# Goal of the exercise:
Update the data from the line containing "In this exercise you will indicate the white t-shirt" down to the line containing "[(323, 39)]", replacing "sheer" with "lace". Return only those lines, with everything else unchanged.

* START Information given *

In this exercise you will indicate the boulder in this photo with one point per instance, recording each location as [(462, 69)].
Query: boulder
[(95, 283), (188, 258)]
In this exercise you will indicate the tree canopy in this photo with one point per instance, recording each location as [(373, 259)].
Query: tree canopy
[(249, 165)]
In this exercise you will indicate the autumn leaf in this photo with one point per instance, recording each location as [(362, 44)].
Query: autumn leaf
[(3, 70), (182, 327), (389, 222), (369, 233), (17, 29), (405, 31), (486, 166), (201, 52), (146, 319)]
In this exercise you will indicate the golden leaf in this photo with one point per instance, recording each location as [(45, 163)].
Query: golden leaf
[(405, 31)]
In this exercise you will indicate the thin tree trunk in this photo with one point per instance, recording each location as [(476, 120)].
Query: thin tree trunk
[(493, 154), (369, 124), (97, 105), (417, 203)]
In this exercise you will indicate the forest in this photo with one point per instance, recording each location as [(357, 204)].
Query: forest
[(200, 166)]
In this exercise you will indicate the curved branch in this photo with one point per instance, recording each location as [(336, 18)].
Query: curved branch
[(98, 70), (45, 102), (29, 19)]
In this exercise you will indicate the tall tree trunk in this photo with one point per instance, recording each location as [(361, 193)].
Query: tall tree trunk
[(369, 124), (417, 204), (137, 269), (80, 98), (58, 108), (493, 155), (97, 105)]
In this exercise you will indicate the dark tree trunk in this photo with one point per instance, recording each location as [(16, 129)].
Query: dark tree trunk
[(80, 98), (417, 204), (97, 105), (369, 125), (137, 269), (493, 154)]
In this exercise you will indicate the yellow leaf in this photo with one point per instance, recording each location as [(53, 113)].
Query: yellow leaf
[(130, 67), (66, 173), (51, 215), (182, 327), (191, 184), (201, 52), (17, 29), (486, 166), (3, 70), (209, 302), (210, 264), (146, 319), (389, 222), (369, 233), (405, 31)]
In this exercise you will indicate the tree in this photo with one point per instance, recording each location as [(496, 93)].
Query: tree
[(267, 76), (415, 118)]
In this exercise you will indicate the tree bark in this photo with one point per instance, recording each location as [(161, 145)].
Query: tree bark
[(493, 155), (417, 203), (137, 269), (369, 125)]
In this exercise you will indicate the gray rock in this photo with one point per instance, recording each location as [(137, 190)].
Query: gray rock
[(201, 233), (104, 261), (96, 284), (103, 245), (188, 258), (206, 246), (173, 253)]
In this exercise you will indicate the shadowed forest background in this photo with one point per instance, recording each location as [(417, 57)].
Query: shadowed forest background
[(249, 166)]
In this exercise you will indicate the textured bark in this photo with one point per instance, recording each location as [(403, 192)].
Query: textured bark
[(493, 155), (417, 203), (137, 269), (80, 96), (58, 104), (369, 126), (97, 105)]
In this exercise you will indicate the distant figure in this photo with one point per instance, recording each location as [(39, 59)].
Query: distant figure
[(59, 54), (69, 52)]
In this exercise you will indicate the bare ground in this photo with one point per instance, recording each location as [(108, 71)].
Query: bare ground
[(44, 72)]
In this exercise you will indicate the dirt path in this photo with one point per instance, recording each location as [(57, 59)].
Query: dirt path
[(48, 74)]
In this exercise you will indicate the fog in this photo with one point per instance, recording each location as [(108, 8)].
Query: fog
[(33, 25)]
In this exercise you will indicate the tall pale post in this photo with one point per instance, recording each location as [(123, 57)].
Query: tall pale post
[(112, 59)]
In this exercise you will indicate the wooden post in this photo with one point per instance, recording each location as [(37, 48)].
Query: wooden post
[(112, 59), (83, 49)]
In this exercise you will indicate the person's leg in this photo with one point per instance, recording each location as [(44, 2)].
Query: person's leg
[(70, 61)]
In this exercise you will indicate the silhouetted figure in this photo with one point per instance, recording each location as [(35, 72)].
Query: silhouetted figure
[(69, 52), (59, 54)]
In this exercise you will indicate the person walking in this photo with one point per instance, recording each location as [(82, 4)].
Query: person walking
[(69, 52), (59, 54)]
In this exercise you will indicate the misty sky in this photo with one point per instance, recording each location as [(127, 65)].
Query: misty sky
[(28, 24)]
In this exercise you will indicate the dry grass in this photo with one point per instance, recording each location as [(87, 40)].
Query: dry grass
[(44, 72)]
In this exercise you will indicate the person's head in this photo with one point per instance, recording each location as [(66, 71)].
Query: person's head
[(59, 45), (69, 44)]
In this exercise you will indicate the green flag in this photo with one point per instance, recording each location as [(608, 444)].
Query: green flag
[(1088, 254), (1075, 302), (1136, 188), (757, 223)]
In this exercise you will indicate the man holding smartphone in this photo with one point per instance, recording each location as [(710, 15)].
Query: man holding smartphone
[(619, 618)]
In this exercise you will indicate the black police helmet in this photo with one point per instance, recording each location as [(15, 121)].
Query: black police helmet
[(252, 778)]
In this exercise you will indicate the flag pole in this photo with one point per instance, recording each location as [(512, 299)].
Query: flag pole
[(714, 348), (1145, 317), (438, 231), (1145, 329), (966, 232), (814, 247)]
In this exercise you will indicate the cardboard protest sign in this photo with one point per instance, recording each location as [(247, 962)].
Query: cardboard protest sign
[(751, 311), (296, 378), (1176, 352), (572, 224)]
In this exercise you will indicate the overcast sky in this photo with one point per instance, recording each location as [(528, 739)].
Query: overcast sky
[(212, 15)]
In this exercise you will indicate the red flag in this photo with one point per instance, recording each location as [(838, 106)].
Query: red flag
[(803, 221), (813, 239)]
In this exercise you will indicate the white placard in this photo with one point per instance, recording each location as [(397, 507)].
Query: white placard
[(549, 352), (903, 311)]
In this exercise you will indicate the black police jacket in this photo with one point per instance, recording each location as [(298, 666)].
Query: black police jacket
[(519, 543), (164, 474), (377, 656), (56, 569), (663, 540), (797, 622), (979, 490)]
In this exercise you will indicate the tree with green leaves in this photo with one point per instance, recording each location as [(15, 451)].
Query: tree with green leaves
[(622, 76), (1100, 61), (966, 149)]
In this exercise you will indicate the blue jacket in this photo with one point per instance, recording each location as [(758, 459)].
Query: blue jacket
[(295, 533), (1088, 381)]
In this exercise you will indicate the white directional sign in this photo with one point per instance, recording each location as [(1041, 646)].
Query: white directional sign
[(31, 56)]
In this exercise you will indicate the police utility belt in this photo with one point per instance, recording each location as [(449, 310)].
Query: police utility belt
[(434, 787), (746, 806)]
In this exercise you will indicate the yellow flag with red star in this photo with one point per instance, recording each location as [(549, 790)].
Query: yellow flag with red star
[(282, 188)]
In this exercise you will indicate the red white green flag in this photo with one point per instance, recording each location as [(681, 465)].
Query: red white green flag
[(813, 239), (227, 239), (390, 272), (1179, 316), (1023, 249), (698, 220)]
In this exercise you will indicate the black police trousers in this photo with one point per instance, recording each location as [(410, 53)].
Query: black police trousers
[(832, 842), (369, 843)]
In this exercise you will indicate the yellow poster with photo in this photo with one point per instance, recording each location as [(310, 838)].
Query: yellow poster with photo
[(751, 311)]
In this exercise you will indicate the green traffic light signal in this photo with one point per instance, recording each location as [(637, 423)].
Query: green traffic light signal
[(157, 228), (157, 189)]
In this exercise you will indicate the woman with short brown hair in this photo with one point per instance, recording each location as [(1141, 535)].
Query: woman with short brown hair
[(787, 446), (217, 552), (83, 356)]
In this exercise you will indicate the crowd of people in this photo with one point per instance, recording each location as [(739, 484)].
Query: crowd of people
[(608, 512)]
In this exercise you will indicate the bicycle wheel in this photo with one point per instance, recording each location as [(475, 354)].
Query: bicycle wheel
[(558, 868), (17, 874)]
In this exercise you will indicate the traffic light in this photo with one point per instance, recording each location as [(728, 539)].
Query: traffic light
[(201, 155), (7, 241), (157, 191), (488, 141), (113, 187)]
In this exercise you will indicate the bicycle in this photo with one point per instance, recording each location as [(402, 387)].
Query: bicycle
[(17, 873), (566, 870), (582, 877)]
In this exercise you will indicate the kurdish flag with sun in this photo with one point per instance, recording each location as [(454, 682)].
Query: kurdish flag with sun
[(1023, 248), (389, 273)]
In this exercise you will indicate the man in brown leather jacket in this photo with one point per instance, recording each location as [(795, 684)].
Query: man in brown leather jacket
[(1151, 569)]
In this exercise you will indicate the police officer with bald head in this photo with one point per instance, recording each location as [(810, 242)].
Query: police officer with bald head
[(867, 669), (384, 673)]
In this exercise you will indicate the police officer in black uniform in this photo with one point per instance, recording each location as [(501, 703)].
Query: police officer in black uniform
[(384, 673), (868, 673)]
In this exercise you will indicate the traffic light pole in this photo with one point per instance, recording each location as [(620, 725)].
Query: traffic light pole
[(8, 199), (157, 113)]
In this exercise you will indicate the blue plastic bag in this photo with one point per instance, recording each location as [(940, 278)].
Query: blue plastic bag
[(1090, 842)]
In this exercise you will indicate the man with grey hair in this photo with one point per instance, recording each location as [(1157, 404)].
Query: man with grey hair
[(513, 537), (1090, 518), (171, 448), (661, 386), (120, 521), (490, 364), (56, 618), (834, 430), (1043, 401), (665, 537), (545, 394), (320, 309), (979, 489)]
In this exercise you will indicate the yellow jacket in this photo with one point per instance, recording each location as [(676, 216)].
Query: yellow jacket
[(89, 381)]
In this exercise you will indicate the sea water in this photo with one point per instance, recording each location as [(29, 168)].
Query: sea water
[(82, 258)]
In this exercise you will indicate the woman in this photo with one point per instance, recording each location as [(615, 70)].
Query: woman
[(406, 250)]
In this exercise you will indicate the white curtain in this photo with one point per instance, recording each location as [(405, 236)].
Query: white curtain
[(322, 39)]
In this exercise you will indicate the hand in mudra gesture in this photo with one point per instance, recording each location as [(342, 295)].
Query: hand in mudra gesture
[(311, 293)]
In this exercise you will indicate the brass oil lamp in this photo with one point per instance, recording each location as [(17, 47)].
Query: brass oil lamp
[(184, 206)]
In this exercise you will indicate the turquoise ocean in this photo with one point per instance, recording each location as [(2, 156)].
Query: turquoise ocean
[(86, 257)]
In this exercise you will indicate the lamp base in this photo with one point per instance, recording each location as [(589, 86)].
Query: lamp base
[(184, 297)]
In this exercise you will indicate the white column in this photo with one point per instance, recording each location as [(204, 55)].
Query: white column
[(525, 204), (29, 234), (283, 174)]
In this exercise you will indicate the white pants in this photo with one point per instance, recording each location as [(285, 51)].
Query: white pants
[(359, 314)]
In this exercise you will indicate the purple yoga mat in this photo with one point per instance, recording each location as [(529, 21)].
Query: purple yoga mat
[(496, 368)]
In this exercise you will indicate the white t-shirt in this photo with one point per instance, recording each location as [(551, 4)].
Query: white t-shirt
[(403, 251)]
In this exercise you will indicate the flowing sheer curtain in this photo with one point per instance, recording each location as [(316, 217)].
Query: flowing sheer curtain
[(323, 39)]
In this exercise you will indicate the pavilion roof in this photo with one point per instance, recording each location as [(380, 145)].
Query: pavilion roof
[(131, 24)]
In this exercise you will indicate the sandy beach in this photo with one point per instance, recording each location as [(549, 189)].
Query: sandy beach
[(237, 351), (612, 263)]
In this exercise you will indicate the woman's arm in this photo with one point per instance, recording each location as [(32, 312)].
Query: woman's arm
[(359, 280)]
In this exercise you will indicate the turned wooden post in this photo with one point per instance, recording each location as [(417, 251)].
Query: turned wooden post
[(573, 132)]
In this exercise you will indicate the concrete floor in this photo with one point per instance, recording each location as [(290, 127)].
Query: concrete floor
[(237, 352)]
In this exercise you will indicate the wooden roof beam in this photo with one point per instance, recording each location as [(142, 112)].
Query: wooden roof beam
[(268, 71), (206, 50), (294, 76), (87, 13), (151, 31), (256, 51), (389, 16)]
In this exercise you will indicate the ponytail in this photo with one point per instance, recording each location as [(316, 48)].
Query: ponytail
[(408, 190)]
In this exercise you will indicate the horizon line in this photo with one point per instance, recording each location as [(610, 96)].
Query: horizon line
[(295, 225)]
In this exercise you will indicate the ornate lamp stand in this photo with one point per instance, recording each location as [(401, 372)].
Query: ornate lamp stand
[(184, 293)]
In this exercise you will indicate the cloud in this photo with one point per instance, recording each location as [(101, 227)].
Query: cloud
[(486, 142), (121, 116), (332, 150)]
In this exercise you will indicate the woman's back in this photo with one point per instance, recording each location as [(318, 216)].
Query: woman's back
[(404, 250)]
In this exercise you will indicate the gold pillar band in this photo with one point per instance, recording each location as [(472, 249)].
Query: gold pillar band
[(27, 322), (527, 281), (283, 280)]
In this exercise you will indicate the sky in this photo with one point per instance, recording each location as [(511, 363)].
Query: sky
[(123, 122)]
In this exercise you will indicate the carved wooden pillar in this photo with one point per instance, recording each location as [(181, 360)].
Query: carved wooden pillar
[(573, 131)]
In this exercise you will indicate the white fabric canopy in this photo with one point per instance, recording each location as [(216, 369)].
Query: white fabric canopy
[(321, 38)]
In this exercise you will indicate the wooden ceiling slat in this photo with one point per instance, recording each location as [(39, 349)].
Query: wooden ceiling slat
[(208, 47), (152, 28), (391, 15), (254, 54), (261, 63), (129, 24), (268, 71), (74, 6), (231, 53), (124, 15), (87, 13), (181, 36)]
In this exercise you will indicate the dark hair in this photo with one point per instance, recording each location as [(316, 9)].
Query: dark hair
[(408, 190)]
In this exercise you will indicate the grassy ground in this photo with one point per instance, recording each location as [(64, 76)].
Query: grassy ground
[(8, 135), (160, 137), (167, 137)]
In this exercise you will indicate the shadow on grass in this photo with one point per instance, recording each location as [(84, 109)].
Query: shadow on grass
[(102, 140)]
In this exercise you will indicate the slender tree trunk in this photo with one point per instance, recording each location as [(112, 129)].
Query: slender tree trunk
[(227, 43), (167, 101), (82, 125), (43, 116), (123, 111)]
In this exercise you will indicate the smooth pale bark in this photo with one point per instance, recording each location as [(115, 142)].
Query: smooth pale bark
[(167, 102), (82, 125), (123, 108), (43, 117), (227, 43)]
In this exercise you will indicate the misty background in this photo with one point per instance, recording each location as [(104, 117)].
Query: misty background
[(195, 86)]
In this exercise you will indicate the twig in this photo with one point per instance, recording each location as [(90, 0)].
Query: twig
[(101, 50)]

* END Information given *

# Solution to the exercise:
In this exercise you will indicate the white t-shirt in this photo with one point per instance, recording each location as [(551, 4)].
Query: white t-shirt
[(403, 251)]
In this exercise you will indicate the flowing lace curtain in this photo with one point per instance, recording each location as [(316, 217)].
Query: flowing lace curtain
[(323, 39)]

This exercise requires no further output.